(Excerpts from point annotation data)
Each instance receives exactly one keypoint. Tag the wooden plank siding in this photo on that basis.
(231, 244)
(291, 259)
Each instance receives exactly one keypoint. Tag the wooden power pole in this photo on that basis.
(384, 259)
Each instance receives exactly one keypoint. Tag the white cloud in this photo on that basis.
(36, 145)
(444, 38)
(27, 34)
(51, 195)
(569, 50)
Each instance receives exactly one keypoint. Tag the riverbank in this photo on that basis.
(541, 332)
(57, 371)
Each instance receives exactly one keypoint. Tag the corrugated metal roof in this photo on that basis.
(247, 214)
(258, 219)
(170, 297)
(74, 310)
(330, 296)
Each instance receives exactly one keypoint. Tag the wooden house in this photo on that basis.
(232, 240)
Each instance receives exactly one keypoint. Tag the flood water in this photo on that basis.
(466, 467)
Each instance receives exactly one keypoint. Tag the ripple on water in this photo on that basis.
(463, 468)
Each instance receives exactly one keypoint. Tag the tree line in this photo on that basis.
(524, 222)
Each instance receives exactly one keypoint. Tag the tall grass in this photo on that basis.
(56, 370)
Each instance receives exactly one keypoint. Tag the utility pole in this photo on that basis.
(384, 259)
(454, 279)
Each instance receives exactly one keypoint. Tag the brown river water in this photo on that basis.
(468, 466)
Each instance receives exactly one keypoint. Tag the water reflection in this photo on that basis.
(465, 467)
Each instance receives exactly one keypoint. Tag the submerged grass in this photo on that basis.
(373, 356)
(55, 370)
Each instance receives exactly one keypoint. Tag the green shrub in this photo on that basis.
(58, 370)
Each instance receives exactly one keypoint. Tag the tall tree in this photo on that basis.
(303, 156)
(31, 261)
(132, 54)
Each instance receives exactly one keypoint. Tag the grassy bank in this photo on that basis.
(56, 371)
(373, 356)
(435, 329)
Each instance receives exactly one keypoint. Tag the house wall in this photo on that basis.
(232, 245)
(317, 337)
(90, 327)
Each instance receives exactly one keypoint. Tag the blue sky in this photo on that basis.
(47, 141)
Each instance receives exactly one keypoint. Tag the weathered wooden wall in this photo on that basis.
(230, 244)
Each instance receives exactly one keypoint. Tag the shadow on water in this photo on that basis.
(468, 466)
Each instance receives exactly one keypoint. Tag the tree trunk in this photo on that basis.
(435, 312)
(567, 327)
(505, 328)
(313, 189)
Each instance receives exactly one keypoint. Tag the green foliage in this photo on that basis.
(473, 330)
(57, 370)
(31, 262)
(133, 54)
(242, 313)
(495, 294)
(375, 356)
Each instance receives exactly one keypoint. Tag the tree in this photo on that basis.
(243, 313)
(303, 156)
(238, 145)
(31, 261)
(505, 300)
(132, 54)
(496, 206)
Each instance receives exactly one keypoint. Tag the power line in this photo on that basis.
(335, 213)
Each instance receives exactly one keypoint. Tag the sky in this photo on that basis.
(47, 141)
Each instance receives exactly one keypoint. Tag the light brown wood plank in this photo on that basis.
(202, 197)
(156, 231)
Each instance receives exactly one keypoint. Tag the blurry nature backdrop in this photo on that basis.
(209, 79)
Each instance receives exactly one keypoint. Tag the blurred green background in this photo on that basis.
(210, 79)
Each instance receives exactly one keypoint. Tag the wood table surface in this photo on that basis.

■ What is asked
Present every row above as a numbered list, omitting any blank lines.

■ Task result
1. Each instance receives exactly one keypoint. Tag the wooden plank siding in this photo on that basis.
2. (231, 244)
3. (291, 259)
4. Each instance receives exactly one keypoint. Tag the wooden power pole in this photo on that basis.
5. (384, 259)
6. Each instance receives exactly one keypoint. Tag the white cloud in this photo on that basis.
7. (36, 145)
8. (444, 38)
9. (27, 34)
10. (51, 195)
11. (569, 50)
12. Each instance receives exactly one keypoint. Tag the riverbank in this photo on that basis.
13. (541, 332)
14. (57, 371)
15. Each instance receives exactly one keypoint. Tag the corrugated metal roof in this photo on that basis.
16. (247, 214)
17. (258, 219)
18. (170, 297)
19. (74, 310)
20. (330, 296)
21. Each instance receives exactly one keypoint. Tag the wooden house in this photo on that basis.
22. (232, 240)
23. Each instance receives exactly one keypoint. Tag the flood water in this photo on that basis.
24. (466, 467)
25. Each instance receives exactly one keypoint. Tag the ripple on water in this photo on that basis.
26. (463, 468)
27. Each instance receives exactly one keypoint. Tag the tree line in this photo on that basis.
28. (524, 222)
29. Each instance receives exactly one keypoint. Tag the tall grass in this photo on that basis.
30. (56, 370)
31. Each instance receives exactly one keypoint. Tag the utility pole in this photo on that basis.
32. (384, 259)
33. (454, 279)
34. Each instance receives exactly one keypoint. Tag the brown river water in this photo on that basis.
35. (468, 466)
36. Each instance receives exactly one keypoint. Tag the water reflection in this photo on that basis.
37. (465, 467)
38. Each instance receives exactly one keypoint. Tag the submerged grass in this photo on that basis.
39. (373, 356)
40. (55, 370)
41. Each instance receives exactly one keypoint. Tag the green shrub in this photo on that basis.
42. (58, 370)
43. Each instance receives exactly one keypoint. Tag the tall tree in this photo on that basis.
44. (303, 156)
45. (31, 261)
46. (132, 54)
47. Each instance receives exactly one keypoint. Tag the grassy bank in this photo on that basis.
48. (56, 371)
49. (373, 356)
50. (435, 329)
51. Each instance receives exactly one keypoint. Tag the house wall in this photo on that basis.
52. (232, 245)
53. (317, 337)
54. (90, 327)
55. Each instance receives exactly one keypoint. Tag the blue sky in this photo on that basis.
56. (47, 141)
57. Each instance receives exactly one keypoint. Tag the weathered wooden wall in this photo on that basis.
58. (230, 244)
59. Each instance receives exactly one keypoint. Tag the shadow on water in this photo on that basis.
60. (468, 466)
61. Each instance receives exactly one keypoint. Tag the tree trunk in this photo on that basis.
62. (435, 312)
63. (567, 327)
64. (505, 328)
65. (313, 189)
66. Each instance receives exactly one keypoint. Tag the green foliage in this photo on that basis.
67. (473, 330)
68. (57, 370)
69. (31, 262)
70. (133, 54)
71. (242, 313)
72. (495, 294)
73. (375, 356)
74. Each instance receives exactly one keypoint. Tag the tree in this photo on that basis.
75. (243, 313)
76. (303, 156)
77. (238, 145)
78. (31, 261)
79. (505, 300)
80. (132, 54)
81. (496, 206)
82. Each instance receives exactly one keypoint. Tag the power line in this photo on that basis.
83. (335, 213)
84. Each instance receives exactly one keypoint. Tag the sky in this photo on that basis.
85. (47, 141)
86. Each instance receives exactly one keypoint. Tag the light brown wood plank in this photo on that basis.
87. (202, 197)
88. (156, 231)
89. Each instance receives exactly one keypoint. Tag the blurry nature backdrop in this photo on that basis.
90. (209, 79)
91. Each instance receives exactly one keypoint. Tag the blurred green background in this photo on that basis.
92. (210, 79)
93. Each instance receives exactly one keypoint. Tag the wood table surface in this photo on that basis.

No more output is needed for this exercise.